**Consegne:**
a - Nel testo su analisi e sintesi, qual è il significato di base attribuito alla parola "Sintesi"?
b - Continua il testo su analisi e sintesi, riprendendo subito dopo la sua ultima frase.

***** Testo di partenza

Mi sa proprio che non sia io a sbagliarmi, Eutidemo.
"Sintesi" ha un sacco di significati diversi, oltre ai due da te descritti. Ma il suo significato di base è proprio la sua contrapposizione all'analisi: dalle parti giungere all'unità.
Basta consultare un dizionario...
Comunque ci siamo intesi, l'etimologia alla fin fine diventa un intralcio.
Non mi considero Buddista, perché anche in esso vi sono troppe "verità" da accettare.
Tu ritieni di propendere per il non-dualismo. Ma nei tuoi discorsi predomina la distinzione. Il tuo perciò è un approccio analitico. Che molto apprezzo, tra l'altro, per la tua attenta lucidità.
L'analisi è stata tra le mie attività professionali la preferita, e molte soddisfazioni mi ha dato. Tuttavia l'analisi è solo la fase necessaria e preparatoria che porta alla sintesi. La quale, se l'analisi è stata fatta bene, è quasi automatica.

**********
***** Voci estratte

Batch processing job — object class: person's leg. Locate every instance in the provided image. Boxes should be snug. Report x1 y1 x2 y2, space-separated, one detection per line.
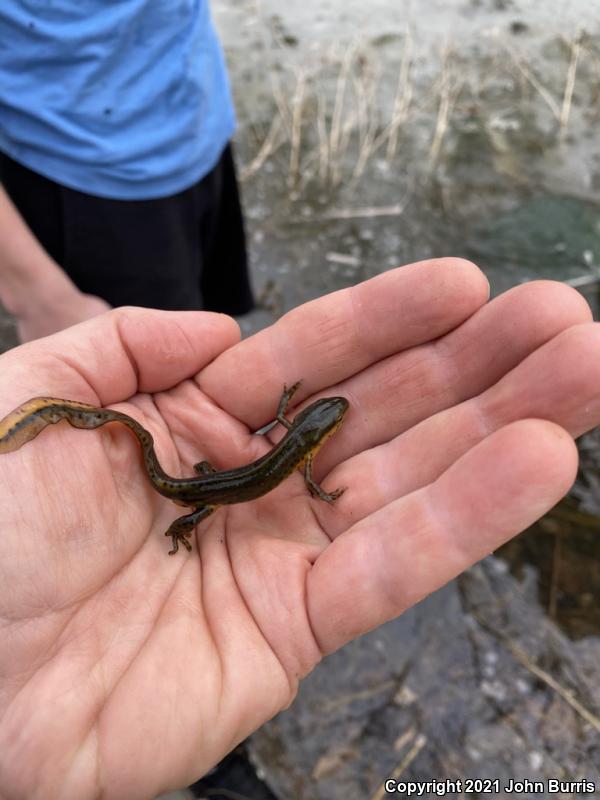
197 145 254 314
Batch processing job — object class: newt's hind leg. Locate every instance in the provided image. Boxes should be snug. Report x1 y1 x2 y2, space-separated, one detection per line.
165 506 218 556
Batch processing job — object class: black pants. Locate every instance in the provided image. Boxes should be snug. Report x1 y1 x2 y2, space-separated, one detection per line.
0 146 254 314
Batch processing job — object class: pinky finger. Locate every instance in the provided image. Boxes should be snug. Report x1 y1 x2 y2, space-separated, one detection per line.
307 419 577 653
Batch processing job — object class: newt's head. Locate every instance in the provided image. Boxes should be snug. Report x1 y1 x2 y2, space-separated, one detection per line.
293 397 350 450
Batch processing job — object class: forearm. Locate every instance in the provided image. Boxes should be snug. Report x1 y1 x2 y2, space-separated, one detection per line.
0 185 78 317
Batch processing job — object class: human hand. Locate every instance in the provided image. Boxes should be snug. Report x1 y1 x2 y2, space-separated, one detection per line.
0 259 600 800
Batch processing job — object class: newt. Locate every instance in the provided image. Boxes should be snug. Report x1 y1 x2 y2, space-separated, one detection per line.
0 381 349 555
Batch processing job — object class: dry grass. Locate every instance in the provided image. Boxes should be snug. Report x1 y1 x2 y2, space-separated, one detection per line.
241 29 591 202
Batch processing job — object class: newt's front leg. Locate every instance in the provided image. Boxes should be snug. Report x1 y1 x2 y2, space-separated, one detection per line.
165 506 218 556
304 453 347 503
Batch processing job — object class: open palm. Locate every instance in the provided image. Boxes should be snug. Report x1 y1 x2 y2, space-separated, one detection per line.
0 260 600 800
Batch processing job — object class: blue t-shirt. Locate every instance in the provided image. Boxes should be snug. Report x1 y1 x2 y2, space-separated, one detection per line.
0 0 235 200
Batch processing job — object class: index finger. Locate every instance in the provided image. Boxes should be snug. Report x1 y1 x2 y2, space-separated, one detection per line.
198 258 489 428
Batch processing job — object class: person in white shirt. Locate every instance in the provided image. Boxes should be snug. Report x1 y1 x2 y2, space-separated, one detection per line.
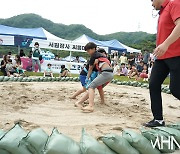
113 62 120 75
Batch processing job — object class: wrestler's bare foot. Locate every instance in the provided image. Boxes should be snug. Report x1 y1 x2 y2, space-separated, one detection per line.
74 102 83 109
82 105 94 113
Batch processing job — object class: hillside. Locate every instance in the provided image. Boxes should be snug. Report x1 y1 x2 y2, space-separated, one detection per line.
0 14 155 50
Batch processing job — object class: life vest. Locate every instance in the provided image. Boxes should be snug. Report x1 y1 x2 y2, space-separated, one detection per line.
96 57 111 72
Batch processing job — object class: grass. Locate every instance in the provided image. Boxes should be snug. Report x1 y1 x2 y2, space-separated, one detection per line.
0 72 170 85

**********

**Risposte:**
a - È la sua contrapposizione all'analisi: dalle parti giungere all'unità.

b -
Quasi, però, perché nella sintesi deve necessariamente intervenire quel "quid" in più.
E' come un salto, che prende la sua spinta da ciò che si è conosciuto nell'analisi, ma poi ci si muove soli, senza rete...
***
Lo so che ti faccio soffrire, dicendoti che il tuo sapere ti è d'intralcio, ma ne sono convinto.
E te lo dico perché ho colto in te tante volte la compassione e l'insoddisfazione per come va il mondo. Questa tua compassione non ha nulla a che fare con la tua erudizione. E' anch'essa un salto, nel vuoto.
****
Non vi può essere nessuna autentica dottrina sulla non dualità. Perché indottrinare qualcuno riguardo al non duale sarebbe un'assurdità. Non vi è infatti nessuno. E' solo una voce che grida nel deserto.
Ed è lo stesso deserto a gridare, non vi è nessun'altro.
Ricordi il discorso sul soffrire e sul ridere, senza che vi sia nessuno che soffra o che rida?
Tu pretendevi vi fosse il soggetto! Che ride o che soffre.
Se no, che senso ha?
Infatti, allo stadio dell'analisi non ha senso.
E invece... vi è solo il ridere e il soffrire...
E a questo si giunge con la sintesi.
Perché la sintesi, nel suo salto nel vuoto, scarta ciò che dell'analisi è ormai inutile. Per cogliere l'essenza!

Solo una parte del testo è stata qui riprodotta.